Some records ▸
<<<<
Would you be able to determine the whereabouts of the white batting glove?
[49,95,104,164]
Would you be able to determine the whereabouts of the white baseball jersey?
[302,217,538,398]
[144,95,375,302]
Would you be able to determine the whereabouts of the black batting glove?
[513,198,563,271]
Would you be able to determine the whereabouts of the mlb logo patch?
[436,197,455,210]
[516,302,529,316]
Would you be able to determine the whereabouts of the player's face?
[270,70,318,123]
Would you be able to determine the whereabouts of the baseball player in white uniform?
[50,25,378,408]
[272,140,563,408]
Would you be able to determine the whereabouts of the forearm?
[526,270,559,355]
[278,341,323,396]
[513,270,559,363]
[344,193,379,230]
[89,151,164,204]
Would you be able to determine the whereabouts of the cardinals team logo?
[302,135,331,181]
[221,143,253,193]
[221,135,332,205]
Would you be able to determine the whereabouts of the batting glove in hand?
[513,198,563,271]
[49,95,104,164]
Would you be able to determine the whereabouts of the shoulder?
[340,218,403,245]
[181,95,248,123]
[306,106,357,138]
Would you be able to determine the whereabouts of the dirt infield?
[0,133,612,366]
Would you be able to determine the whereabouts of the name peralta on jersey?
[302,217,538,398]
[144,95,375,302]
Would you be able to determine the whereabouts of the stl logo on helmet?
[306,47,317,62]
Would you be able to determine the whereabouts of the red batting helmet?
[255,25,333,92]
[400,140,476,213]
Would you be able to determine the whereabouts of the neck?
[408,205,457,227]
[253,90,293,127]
>>>>
WORK INSTRUCTIONS ▸ Copy all of the material above verbatim.

FINISHED EXERCISE ▸
Would you be able to determine the whereabouts of the white batting glove?
[49,95,104,164]
Would you be able to determine the whereabouts of the white baseball jersey?
[302,217,538,398]
[144,95,375,302]
Would you be able to determine the whereabouts of the black batting glove?
[513,198,563,271]
Would you be able to determine the whereabouts of the mlb logo patch?
[436,197,455,210]
[516,302,529,316]
Would you be able to determine the whereabouts of the player's face?
[270,70,318,123]
Would you be able to determine the whereabouts of the baseball player in white uniform?
[50,25,378,408]
[272,140,563,408]
Would you be able to determine the whereabouts of the forearm?
[526,270,559,355]
[278,341,323,396]
[513,270,559,363]
[344,193,379,230]
[89,151,164,204]
Would you be able to determine the whereabouts of the cardinals team logo?
[302,135,331,181]
[221,143,253,193]
[221,135,332,205]
Would you be able to determine the whereabouts of the batting glove in hand?
[513,198,563,271]
[49,95,104,164]
Would you be able to determine the whereabouts of the shoulder?
[340,218,403,245]
[181,95,248,123]
[306,106,357,138]
Would you be able to determine the whereabouts of the dirt infield?
[0,133,612,366]
Would you be able to determine the whereabouts of the name peralta on jersey?
[302,217,538,398]
[144,95,375,302]
Would you be able to determine the whereabouts of the stl logo on helmet?
[306,47,317,62]
Would you be able to determine the whereabouts of the red batting helmet?
[255,25,333,92]
[400,140,476,213]
Would you be able to determine the whereabouts of the neck?
[408,205,457,227]
[253,90,293,127]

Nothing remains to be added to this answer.